[Records contained in a dataset]
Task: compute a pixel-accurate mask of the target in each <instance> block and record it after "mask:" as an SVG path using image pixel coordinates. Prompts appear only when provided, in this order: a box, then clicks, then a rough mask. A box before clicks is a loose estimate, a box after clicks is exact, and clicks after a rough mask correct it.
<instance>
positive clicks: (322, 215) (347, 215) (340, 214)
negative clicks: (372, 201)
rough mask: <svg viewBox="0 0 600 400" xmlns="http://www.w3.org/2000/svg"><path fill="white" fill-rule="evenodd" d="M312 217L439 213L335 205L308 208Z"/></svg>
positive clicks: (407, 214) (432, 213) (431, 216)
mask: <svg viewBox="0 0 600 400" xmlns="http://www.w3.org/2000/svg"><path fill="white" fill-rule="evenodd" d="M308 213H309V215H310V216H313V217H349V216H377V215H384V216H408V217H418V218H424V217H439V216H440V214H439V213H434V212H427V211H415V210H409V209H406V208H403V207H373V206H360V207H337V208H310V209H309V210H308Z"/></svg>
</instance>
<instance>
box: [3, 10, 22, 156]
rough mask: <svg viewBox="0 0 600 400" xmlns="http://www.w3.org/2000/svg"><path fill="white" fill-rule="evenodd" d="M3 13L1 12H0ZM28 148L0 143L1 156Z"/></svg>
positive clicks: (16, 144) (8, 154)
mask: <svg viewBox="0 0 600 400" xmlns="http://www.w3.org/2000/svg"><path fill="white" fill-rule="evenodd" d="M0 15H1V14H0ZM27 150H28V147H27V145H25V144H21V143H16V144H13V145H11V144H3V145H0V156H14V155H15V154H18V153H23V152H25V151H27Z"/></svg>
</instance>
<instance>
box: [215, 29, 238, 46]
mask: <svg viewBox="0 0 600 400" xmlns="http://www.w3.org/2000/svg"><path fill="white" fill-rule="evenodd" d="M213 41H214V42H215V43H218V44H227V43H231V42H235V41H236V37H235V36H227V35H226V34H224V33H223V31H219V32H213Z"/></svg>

• _Assignment_: Take each line above that contains "rough" and copy it out.

• _Task output_:
Task: compute a pixel-accurate mask of the target in each <instance> block and record it after "mask:" as an SVG path using image pixel coordinates. Prompts appear only when provided, in this order: a box, then clicks, then a rough mask. A box before clicks is a loose estimate, a box after clicks is exact, and clicks after a rough mask correct it.
rough mask: <svg viewBox="0 0 600 400" xmlns="http://www.w3.org/2000/svg"><path fill="white" fill-rule="evenodd" d="M312 217L439 213L335 205L308 208Z"/></svg>
rough mask: <svg viewBox="0 0 600 400" xmlns="http://www.w3.org/2000/svg"><path fill="white" fill-rule="evenodd" d="M3 13L1 12H0ZM28 148L0 143L1 156Z"/></svg>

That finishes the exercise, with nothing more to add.